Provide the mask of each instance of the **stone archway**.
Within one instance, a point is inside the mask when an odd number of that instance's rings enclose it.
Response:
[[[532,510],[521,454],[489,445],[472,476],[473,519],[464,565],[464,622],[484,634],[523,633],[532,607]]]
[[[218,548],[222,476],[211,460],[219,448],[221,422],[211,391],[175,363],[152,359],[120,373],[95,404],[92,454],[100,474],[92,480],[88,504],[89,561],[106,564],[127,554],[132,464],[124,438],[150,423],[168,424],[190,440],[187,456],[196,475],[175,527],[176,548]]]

• **SET PROBLEM**
Output the records exactly, including every line.

• **SOLVED EXERCISE**
Provide the mask of each instance of the **stone archway**.
Within one instance, a point is inside the mask when an odd number of that instance's rings enclose it.
Response:
[[[532,510],[521,454],[489,445],[472,476],[473,519],[464,565],[464,622],[484,634],[523,633],[532,607]]]
[[[218,548],[222,476],[211,460],[219,448],[221,422],[211,391],[175,363],[152,359],[120,373],[95,404],[92,454],[100,474],[92,480],[88,504],[89,561],[106,564],[127,554],[132,464],[124,438],[150,423],[168,424],[190,440],[187,456],[196,475],[175,527],[176,548]]]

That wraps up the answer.